Texte de lecture:
"Déplacements, dégagements" : Michaux l’explorateur

L’importance du mouvement
Paru à l’origine en 1985 ce recueil est composé de deux poèmes, Où poser la tête ? suivi de Posture, et de cinq textes en prose. Mais la différence entre les deux ne semble pas ici pertinente : l’auteur a volontairement regroupé ces textes, et l’ensemble prend sens. A bien y regarder, il s’agit d’un catalogue : Michaux liste des sensations et leur effet perturbateur et qui par conséquent l’interpellent. Le « déplacement » du titre, c’est un changement d’état provoqué par un élément extérieur : une impression étrange et insistante ressentie lors d’une projection au cinéma, et qui venait finalement d’un défaut de l’œil, dans Une foule sortie de l’ombre ; une rencontre avec un instrument totalement dissonant qui ravit l’auteur puisqu’ils entrent tout deux justement en « harmonie » alors qu’il est d’humeur noire, suite à un accident qui l’a cloué au lit, dans Musique en déroute ; Essais d’enfants lui donne l’opportunité d’analyser l’émotion enfantine de dessiner un simple bonhomme ; Par surprise et Le jardin, enfin, voient l’auteur revenir à l’expérience de la drogue et à ses effets.

Auteur majeur malgré lui
« Sans pli, sans repli, sûr de lui,
regards aux dents de loup
sous ses sourcils noirs comme entre des meurtrières
le prophète envahisseur – paraclet aux cent pouvoirs
commandant aux innocents aux sourcils faibles
fait accourir l’Avenir
créant rumeurs, créant tumeurs, –
Le dégageant des événements, de l’inertie, du quotidien
poussant l’idée utopique, vrille incontrôlée
sous les fronts des naïfs
où elle s’enfonce sans résistance. »

Consigne de travail:
Poursuivez le texte sur le recueil de Michaux à partir de sa dernière phrase.

Données fournies:
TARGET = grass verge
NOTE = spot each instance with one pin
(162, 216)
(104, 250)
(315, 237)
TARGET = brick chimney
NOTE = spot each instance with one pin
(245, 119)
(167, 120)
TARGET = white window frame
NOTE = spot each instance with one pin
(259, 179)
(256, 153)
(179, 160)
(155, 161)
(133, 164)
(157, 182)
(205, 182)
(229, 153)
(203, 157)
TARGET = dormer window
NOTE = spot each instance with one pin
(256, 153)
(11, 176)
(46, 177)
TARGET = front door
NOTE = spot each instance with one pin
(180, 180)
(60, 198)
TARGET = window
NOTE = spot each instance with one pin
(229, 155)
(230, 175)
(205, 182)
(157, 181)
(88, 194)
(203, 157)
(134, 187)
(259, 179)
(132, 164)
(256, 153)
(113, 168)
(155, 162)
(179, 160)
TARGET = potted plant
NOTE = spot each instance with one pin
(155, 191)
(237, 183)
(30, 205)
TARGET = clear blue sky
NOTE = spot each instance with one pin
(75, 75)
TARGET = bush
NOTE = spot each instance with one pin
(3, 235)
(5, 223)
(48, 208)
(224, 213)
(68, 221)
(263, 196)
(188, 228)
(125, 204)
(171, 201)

Résultat:
Henri Michaux aura traversé le XXe siècle comme on traverse une place abandonnée à la fin de la nuit : sans bruit, sans mouvement excessif, rien que l’écho de ses propres pas et au loin le bruit d’une ville qui s’éveille lentement. Discret, il a su se faire une place presque malgré lui parmi les plus grands. Un homme qui, tout au long du chemin qui fut le sien, aura eu à cœur de désapprendre et de se perdre, d’abolir les frontières et de gommer les repères, de créer une géographie de l’imaginaire. Il était convaincu de l’animalité primaire de l’être mais ne disposait que des mots pour l’exprimer. Il a donc choisi de créer sa grammaire comme on mettrait des points sur une carte vierge représentant une contrée inexplorée. Pas toujours accessible, il a apporté une vision moderne et dynamique. Une écriture exigeante pour des lecteurs avides de différences et de dissonances.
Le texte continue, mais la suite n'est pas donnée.